Data entries
----------------------------------------

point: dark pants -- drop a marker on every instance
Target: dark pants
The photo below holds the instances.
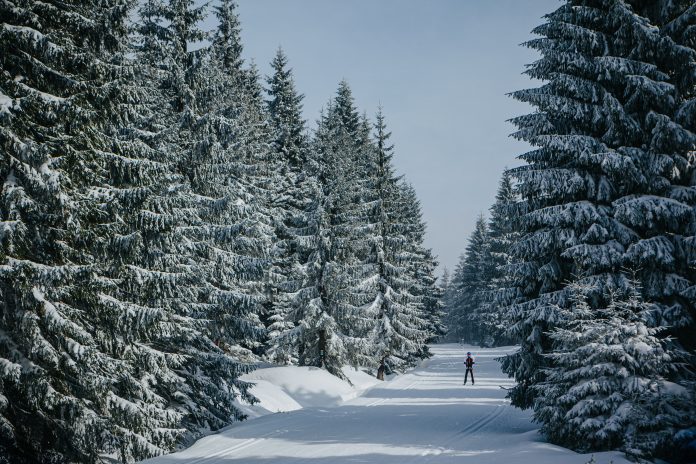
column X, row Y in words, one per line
column 466, row 376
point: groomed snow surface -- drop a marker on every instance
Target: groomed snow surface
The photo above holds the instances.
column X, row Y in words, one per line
column 424, row 416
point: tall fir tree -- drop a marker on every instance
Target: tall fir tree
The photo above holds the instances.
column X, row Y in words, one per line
column 502, row 230
column 61, row 348
column 610, row 182
column 395, row 338
column 424, row 317
column 295, row 194
column 608, row 388
column 472, row 283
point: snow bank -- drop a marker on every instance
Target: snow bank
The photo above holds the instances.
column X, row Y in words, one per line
column 288, row 388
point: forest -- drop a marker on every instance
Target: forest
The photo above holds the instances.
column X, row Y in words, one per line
column 169, row 221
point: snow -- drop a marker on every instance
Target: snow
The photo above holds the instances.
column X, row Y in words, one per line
column 426, row 416
column 6, row 103
column 283, row 389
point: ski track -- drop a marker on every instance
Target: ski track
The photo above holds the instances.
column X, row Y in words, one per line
column 425, row 416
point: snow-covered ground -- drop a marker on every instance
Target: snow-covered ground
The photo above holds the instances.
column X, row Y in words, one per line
column 424, row 416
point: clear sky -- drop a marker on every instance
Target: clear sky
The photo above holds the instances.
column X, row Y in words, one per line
column 440, row 69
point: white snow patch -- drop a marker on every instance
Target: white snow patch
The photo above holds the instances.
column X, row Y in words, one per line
column 288, row 388
column 426, row 416
column 6, row 103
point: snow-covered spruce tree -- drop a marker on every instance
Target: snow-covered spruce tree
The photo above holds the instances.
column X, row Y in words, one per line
column 502, row 231
column 332, row 327
column 610, row 182
column 608, row 386
column 394, row 340
column 472, row 281
column 58, row 64
column 228, row 171
column 295, row 192
column 154, row 266
column 423, row 318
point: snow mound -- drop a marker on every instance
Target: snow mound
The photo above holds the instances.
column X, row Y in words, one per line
column 288, row 388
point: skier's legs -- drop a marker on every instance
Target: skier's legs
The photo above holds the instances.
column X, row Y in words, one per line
column 466, row 375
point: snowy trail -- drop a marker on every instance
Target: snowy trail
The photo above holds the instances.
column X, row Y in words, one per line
column 425, row 416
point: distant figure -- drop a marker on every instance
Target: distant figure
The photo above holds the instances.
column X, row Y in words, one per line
column 469, row 368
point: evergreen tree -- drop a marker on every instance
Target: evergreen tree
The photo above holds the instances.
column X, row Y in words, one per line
column 395, row 338
column 610, row 182
column 608, row 388
column 423, row 318
column 295, row 195
column 503, row 234
column 62, row 364
column 468, row 319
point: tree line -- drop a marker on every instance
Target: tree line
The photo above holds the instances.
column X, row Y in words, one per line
column 166, row 222
column 596, row 281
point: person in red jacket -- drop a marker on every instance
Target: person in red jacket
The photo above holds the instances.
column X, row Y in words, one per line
column 469, row 363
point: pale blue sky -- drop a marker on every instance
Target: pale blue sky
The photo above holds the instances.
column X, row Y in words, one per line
column 440, row 69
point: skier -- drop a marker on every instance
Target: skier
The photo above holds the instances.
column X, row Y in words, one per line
column 469, row 363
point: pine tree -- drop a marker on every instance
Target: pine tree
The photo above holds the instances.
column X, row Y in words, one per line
column 295, row 195
column 229, row 170
column 608, row 388
column 503, row 234
column 61, row 368
column 472, row 283
column 395, row 338
column 422, row 318
column 609, row 184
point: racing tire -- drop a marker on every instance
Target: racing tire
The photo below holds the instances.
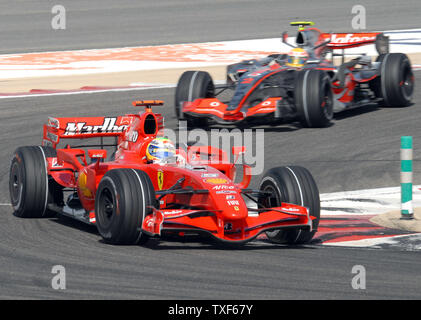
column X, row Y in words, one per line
column 193, row 85
column 30, row 187
column 313, row 98
column 396, row 83
column 123, row 199
column 292, row 184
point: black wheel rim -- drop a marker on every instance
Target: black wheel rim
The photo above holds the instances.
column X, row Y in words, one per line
column 274, row 199
column 107, row 207
column 16, row 185
column 327, row 104
column 407, row 84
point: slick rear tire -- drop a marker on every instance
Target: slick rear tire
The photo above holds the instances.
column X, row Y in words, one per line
column 193, row 85
column 396, row 83
column 121, row 204
column 294, row 185
column 30, row 187
column 313, row 98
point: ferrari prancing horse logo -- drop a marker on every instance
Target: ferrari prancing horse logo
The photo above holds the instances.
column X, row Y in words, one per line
column 160, row 179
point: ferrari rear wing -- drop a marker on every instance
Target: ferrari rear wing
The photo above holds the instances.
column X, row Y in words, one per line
column 82, row 128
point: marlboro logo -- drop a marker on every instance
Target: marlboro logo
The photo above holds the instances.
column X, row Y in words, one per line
column 108, row 126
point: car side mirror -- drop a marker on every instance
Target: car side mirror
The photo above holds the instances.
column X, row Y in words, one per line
column 237, row 151
column 97, row 153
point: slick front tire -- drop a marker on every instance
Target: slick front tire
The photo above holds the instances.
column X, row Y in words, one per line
column 29, row 185
column 193, row 85
column 396, row 83
column 123, row 199
column 313, row 98
column 294, row 185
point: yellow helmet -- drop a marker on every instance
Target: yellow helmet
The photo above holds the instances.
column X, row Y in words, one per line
column 297, row 58
column 160, row 150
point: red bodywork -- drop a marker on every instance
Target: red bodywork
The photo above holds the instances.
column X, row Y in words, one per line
column 219, row 209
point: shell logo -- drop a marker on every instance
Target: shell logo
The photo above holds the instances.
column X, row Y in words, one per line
column 160, row 177
column 82, row 185
column 216, row 181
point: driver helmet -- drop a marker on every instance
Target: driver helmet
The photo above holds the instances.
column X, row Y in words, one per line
column 297, row 58
column 160, row 150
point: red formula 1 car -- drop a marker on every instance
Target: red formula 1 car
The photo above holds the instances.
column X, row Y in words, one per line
column 274, row 90
column 131, row 200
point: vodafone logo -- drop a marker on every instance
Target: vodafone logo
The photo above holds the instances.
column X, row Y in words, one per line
column 351, row 38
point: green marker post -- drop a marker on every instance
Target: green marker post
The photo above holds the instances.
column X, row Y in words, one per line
column 407, row 211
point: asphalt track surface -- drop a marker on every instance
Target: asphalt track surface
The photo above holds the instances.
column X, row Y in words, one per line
column 361, row 150
column 25, row 25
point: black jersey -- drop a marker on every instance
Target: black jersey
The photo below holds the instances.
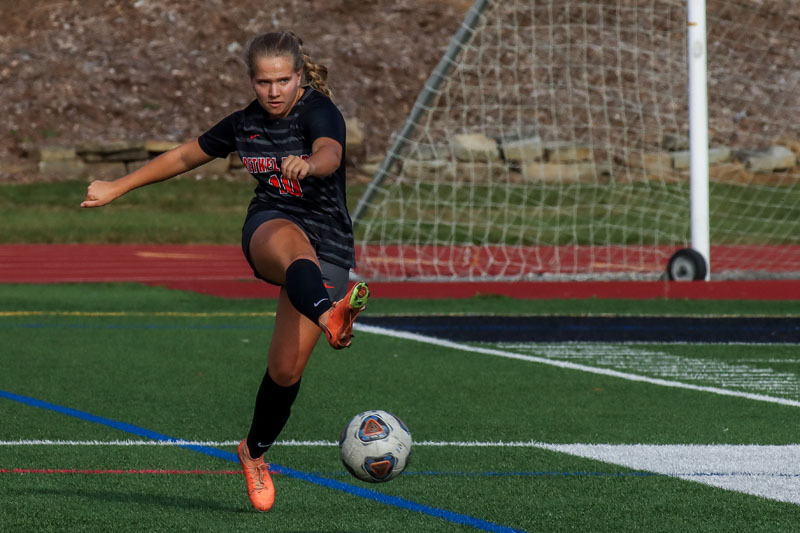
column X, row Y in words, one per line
column 318, row 205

----------------------------------------

Your assignment: Return only the lines from the start of the data through the line that contains "Target: groomed snow surface", please, copying them exactly and omitting all pictures.

Final answer:
point: dark pants -- drop a marker on every instance
Target: dark pants
The photo below holds the instances.
column X, row Y in words, one per line
column 466, row 376
point: groomed snow surface -- drop a marker on every instance
Target: groomed snow surface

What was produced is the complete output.